■ **Passage**
Canada / Website
Based both in Switzerland and Canada, Peter Mettler (born 1958, Toronto) is a strong supporter of independent creativity, having collaborated with numerous filmmakers, artists and musicians such as Werner Penzel, Michael Ondaatje, Atom Egoyan, Peter Weber, Fred Frith, Jim O'Rourke, Tom Kuo, Alexandra Rockingham Gill, Robert Lepage, Andreas Züst, and many others.
Melding intuitive processes with drama, essay, experiment or documentation, his own films hold a unique and influential position in creative expression not only in film but also in new art forms where cinema and other disciplines merge. Meditations on our world, rooted in personal experience, his works reflect the visions and wonder of their characters and audiences alike. Mettler’s films have garnered many prizes and been the focus of several retrospectives internationally.

■ **Extracted data**
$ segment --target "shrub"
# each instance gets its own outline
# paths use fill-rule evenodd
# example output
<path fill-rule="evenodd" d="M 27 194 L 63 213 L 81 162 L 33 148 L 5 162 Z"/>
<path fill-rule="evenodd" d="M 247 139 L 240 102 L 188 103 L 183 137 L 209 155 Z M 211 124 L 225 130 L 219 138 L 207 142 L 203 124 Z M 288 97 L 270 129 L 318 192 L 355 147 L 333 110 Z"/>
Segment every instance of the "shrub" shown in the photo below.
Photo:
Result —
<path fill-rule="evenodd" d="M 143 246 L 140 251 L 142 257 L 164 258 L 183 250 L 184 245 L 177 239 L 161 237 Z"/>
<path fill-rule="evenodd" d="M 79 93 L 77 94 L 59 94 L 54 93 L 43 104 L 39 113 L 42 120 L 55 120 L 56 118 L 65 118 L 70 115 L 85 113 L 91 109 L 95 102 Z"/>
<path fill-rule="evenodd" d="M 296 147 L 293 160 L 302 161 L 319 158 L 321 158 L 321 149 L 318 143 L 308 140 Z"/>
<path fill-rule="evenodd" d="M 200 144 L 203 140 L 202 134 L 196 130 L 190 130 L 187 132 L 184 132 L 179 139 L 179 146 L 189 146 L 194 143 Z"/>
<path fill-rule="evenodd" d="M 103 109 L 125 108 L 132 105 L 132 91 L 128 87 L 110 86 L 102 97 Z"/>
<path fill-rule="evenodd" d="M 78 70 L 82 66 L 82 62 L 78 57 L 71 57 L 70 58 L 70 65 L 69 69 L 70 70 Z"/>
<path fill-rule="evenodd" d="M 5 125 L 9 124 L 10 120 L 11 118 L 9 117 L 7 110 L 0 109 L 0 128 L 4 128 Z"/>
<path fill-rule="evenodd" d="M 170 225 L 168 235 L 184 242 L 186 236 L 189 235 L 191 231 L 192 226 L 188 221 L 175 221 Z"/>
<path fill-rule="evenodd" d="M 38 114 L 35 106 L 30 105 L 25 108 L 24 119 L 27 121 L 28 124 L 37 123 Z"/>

■ **The problem**
Print the portion of the Peter Mettler profile between "Canada / Website" and "and many others.", inclusive, word for word.

■ **Result for this task**
Canada / Website
Based both in Switzerland and Canada, Peter Mettler (born 1958, Toronto) is a strong supporter of independent creativity, having collaborated with numerous filmmakers, artists and musicians such as Werner Penzel, Michael Ondaatje, Atom Egoyan, Peter Weber, Fred Frith, Jim O'Rourke, Tom Kuo, Alexandra Rockingham Gill, Robert Lepage, Andreas Züst, and many others.